_Instructions for the task_
Below are entries. Reproduce exactly the lines between the line holding "cricket, with integer pixel coordinates." and the line holding "Expected output: a single point for each instance of the long", inclusive, and only those.

Materials provided below:

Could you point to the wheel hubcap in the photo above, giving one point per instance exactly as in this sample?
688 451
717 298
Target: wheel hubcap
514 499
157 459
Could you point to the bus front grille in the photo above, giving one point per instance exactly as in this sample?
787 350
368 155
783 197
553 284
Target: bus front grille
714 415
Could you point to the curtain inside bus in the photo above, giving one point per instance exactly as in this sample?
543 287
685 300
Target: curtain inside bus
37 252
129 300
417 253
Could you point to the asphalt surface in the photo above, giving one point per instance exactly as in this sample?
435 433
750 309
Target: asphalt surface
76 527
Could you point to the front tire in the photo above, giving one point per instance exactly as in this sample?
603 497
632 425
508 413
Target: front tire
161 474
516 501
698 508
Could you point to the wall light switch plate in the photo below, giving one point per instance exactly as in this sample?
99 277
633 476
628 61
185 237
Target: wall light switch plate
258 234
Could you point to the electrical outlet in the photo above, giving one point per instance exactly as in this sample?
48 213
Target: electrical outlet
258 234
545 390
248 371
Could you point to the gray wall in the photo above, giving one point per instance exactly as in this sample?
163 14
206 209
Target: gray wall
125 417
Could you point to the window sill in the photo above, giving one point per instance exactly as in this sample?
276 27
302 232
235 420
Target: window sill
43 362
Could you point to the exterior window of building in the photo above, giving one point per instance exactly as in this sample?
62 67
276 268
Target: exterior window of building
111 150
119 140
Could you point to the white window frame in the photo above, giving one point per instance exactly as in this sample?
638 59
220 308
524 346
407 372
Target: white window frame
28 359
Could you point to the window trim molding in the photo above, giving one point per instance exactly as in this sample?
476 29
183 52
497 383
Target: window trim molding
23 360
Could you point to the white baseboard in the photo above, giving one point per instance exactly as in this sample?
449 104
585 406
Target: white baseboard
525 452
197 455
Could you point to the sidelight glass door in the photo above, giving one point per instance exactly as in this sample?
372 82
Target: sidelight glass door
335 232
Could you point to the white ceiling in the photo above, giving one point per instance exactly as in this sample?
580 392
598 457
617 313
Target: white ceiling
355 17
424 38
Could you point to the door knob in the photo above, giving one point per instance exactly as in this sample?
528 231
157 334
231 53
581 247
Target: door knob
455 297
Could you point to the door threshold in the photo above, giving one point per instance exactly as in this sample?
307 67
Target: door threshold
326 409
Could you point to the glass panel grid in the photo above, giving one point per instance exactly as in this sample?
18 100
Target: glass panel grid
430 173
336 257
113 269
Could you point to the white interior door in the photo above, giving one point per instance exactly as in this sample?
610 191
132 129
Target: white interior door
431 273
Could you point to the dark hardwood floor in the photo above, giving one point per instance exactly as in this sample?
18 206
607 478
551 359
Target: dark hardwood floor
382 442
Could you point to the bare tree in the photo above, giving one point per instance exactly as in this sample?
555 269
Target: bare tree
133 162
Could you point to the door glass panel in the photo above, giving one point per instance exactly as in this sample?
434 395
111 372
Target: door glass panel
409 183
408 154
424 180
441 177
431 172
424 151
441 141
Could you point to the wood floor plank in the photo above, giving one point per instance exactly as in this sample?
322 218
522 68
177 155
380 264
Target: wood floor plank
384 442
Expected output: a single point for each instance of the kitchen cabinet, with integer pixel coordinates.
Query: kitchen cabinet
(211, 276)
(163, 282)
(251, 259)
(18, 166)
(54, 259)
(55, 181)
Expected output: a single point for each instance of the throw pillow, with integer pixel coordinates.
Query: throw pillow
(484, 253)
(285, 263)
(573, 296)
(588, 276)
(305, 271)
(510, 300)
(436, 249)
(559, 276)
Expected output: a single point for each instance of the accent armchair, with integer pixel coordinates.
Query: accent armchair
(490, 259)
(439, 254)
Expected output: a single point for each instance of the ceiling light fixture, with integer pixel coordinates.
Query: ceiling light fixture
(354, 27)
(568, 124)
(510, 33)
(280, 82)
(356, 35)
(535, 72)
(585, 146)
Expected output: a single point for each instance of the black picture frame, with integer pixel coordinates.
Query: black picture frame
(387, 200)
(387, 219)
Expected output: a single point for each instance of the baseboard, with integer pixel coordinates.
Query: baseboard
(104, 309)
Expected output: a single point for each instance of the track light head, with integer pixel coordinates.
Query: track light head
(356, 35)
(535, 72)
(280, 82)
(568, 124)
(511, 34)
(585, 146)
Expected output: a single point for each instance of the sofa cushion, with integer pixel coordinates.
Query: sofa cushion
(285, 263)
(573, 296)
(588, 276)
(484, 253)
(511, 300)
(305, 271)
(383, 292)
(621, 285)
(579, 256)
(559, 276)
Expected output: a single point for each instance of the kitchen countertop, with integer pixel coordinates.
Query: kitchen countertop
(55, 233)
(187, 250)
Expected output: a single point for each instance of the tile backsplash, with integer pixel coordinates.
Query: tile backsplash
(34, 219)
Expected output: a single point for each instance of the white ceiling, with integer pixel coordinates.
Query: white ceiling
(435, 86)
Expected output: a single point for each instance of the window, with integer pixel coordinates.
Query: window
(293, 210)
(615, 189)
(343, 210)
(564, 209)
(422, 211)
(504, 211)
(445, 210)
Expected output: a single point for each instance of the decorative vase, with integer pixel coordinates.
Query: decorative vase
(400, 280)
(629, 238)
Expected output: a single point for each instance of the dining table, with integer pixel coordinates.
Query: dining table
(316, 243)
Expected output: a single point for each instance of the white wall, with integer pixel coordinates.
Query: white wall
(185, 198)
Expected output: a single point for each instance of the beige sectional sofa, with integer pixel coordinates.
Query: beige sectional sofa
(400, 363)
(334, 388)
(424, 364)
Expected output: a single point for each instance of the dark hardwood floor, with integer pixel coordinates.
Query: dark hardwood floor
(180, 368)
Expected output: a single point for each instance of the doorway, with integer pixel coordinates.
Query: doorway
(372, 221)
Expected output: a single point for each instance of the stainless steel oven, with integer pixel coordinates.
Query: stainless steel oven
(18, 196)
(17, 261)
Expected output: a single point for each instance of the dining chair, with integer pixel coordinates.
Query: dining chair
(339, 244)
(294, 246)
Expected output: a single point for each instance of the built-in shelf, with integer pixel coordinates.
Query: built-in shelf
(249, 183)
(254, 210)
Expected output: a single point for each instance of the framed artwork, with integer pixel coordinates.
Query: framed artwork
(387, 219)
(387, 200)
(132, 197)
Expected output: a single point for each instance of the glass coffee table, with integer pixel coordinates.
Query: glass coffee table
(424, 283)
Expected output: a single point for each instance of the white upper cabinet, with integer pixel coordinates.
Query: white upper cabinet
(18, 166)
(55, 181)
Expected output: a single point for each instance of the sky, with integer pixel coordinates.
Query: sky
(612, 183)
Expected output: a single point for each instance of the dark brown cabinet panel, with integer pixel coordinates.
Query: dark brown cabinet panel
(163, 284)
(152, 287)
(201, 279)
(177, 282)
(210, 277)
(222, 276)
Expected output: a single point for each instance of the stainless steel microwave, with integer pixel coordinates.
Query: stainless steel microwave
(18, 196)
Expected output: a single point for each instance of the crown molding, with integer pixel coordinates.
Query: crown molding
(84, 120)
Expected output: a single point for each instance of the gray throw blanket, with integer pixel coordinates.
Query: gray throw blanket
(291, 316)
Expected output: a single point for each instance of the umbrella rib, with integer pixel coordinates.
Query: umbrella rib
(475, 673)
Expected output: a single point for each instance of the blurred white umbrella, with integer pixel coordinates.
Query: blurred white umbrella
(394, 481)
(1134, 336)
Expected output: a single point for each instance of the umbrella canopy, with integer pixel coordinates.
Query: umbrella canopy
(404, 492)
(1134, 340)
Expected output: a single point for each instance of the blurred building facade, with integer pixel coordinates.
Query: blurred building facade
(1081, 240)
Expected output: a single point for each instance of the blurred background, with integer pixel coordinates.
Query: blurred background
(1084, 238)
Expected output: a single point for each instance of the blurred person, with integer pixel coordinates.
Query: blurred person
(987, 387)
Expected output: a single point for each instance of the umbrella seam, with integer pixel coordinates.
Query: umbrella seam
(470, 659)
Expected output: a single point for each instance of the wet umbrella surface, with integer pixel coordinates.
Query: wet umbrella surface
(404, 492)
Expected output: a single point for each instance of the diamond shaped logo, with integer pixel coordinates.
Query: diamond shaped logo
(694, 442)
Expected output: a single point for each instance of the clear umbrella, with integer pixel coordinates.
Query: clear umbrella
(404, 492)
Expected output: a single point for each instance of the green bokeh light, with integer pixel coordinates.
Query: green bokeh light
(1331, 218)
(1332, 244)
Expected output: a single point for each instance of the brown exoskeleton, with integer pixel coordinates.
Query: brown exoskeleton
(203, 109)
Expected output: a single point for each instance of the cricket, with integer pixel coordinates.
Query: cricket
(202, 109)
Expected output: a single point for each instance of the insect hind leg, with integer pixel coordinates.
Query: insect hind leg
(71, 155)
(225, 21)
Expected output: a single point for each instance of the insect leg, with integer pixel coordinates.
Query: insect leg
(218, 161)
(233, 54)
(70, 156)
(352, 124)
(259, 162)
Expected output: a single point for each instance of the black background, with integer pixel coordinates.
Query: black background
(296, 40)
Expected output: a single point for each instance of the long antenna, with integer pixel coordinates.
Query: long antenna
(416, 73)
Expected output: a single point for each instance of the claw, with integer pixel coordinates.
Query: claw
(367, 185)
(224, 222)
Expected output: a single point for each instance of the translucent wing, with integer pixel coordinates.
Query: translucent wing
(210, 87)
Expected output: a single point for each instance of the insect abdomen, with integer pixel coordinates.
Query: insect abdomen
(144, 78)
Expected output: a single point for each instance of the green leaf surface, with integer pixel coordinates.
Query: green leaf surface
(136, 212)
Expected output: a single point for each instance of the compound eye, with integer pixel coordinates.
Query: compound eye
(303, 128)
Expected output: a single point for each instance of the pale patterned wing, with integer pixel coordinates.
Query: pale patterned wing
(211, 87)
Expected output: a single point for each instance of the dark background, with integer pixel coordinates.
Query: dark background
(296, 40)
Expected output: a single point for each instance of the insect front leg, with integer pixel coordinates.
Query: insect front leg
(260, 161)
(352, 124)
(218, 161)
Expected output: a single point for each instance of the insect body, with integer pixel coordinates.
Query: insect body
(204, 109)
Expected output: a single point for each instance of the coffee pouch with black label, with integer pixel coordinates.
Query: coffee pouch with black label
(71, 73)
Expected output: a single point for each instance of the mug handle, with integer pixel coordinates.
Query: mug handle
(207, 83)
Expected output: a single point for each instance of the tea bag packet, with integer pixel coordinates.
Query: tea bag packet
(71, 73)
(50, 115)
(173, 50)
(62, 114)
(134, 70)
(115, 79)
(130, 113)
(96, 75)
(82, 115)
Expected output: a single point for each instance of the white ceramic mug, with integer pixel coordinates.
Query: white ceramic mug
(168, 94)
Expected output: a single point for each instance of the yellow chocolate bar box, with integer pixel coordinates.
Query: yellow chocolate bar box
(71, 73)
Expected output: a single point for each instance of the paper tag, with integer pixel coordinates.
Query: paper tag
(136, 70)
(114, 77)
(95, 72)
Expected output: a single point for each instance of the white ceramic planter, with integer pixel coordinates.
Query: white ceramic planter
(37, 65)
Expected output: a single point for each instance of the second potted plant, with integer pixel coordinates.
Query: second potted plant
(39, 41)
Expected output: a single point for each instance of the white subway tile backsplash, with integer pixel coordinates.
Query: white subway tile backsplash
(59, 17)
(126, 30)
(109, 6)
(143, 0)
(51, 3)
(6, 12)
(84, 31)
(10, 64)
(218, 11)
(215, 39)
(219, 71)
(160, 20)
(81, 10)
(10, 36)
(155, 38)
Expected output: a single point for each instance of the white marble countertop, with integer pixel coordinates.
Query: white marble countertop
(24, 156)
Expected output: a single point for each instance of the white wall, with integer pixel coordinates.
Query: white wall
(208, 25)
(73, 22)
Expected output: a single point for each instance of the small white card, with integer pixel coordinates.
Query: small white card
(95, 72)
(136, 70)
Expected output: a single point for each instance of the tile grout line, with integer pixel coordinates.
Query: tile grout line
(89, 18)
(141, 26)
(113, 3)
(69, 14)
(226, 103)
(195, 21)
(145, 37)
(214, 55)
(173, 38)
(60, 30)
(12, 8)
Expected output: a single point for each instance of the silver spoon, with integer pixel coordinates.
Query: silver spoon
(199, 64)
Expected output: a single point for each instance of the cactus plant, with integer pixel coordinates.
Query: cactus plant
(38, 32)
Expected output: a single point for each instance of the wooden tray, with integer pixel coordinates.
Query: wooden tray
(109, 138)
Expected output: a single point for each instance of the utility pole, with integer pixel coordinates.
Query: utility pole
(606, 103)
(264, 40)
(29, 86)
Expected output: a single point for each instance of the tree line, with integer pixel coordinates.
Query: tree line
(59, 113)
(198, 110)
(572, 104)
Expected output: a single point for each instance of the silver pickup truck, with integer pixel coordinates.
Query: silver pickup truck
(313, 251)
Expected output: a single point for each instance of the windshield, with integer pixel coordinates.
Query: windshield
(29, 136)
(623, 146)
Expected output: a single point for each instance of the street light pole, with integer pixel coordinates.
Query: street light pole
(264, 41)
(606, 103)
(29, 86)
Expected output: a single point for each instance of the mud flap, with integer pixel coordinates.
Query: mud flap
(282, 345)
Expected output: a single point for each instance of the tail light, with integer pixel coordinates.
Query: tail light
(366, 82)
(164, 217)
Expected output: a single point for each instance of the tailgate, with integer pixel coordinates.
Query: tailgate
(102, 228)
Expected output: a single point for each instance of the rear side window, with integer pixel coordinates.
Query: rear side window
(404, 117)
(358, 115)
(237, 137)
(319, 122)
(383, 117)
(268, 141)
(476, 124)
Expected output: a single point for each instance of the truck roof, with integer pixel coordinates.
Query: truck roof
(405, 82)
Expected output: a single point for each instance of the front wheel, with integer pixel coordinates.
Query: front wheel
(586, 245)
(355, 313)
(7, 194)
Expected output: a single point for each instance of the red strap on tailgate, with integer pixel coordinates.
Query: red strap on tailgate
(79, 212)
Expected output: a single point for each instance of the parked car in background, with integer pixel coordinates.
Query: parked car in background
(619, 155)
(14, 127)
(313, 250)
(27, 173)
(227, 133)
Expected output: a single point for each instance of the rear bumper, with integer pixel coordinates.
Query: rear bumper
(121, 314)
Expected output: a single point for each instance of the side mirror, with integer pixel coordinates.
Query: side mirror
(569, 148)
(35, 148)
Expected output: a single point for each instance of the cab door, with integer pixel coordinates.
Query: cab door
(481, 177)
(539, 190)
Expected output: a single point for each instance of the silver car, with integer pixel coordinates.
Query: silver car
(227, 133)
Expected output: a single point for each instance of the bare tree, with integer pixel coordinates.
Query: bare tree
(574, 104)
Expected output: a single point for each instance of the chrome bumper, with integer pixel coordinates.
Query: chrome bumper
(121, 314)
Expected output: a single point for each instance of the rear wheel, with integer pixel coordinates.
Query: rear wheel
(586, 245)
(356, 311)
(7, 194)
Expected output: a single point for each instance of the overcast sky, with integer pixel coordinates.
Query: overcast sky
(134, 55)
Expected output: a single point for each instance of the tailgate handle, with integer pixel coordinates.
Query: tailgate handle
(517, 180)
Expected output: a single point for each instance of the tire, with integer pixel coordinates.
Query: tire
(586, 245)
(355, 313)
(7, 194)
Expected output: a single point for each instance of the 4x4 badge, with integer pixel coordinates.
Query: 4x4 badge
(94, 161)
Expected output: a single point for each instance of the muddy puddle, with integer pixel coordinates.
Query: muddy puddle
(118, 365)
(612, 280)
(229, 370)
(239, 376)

End of Materials provided.

_The answer_
Expected output: a single point for each instance of the cricket, with integer pixel coordinates.
Query: cricket
(202, 109)
Expected output: a single point for each instance of the insect hind leg, with integer pixel coordinates.
Query: insect hind leg
(71, 155)
(225, 21)
Expected output: a single point for each instance of the insect leg, with integer pixel coordinates.
Query: insect leg
(218, 161)
(233, 54)
(70, 156)
(352, 124)
(259, 162)
Expected output: a single point for each instance of the black background, with integer pixel coordinates.
Query: black background
(296, 40)
Expected output: a single point for each instance of the long antenna, with integer pixel coordinates.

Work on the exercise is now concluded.